Yesterday I moved apartments. All day, while transferring my belongings, I was looking for a card that I knew had to be in my apartment somewhere. It was a Yale ID card for library privileges, one of those cards you get specially made for the research assistant job. The staff at Sterling Library have to scan it when you pick up a book for your supervisor. But I couldn’t find it anywhere.
I thought to myself: Don’t panic. Everything that gets put down somewhere gets picked up somewhere else, unless it’s been thrown away. Surely the card would turn up. Nobody else lived in my apartment, and it would have been extremely unlike me to throw it away. I have never thrown out anything else Charlie Hill has ever given me. One time I ran to his office in the snow because I was convinced I had figured out Tibetan Buddhism. By the time I got there, my hair was plastered to my head and covered in snow. This vexed him, and he wordlessly got up from his desk, dug around in the little library-slash-knickknack-hoard in the back of the room, and pulled out a Yale baseball hat. (He really liked baseball.) He put it on my head, fussed over it for a minute, and told me to never lose it. And I never did.
I’m a symbolic thinker, always looking for the proper metonym. Maybe that was why the loss of the library card bothered me so much. We are defined by the people who yoke us, the people for whom we are willing to act in uncharacteristic ways. Those are the ones we love. Getting books from the library, having things printed at Tyco: these are wildly un-Tessa-like things to do. Usually I don’t even remember to do them for myself. But for almost three years I ran these errands for Charles Hill. It was worth it to sit and hear him lay his plans, explaining what grand project justified needing the books in the first place. Being his RA was an eclectic mixture of responsibilities. Mostly, he wanted me to write essays, annotate bibliographies, curate lists of sources. But even when I was doing menial tasks, I got paid fifteen bucks an hour to watch my personal hero string Odysseus’ bow. It was the best deal I ever made.
I took the RA position at the close of my sophomore year. The first year and a half of my membership in the Charles Hill cult were just like anyone else’s—just like yours, probably, if you’re reading this. I went to his office hours religiously, asked him to be my sophomore advisor (he said he’d be “honored,” like he says to everyone), came to him with curated questions that I knew he would find interesting. I quoted him in the articles I wrote for the Yale Free Press. I memorized Edmund Burke’s “On Conciliation with the Colonies” to impress him.

§ **Dataset section**:
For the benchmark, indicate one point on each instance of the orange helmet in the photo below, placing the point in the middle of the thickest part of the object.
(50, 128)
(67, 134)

§ **Instructions**:
**a.** Answer each of these questions about the essay on the missing library card, using the essay alone.
(i) At which library do staff scan the ID card when a book is picked up?
(ii) What hourly pay did the research assistant job bring?
(iii) Which work by Edmund Burke did the writer memorize?
**b.** Write the next part of the essay about the missing library card, picking up after its final sentence.

§ **Answers provided**:
**a.**
(i) Sterling Library
(ii) Fifteen dollars an hour
(iii) "On Conciliation with the Colonies"

**b.**
But by early 2017, it had become apparent that I wasn’t interested in politics. (Here, Professor Hill would draw a distinction between “politics” and “Politics“ with a capital P, and say it was the former that I didn’t care for. We would all nod good-naturedly.) I didn’t want to study global affairs. I knew then that I would not end up taking any of his courses in foreign negotiations, diplomacy, grand strategy. When he discussed those things in office hours, I let my eyes glaze over, waiting for the neocons to leave so I could go back to listening to him talk about how DuBois sets up The Souls of Black Folk in the tradition of the Homeric epic.
That’s why he offered me the job, I think. I would have fallen through the cracks otherwise. Charlie Hill was an incredibly observant person, and a very warm one. He was always running tabs on his people, subtly checking in on them when he thought it would have been an imposition to ask outright. It made him happy to hear the steady Turing machine clicks and be reassured everyone was okay. I think this—I know it—because I’m like that too. I don’t know which came first: whether he picked me to be part of his world because he saw that I was like him, or whether I made myself in his image because his picking me was the best thing that ever happened to me.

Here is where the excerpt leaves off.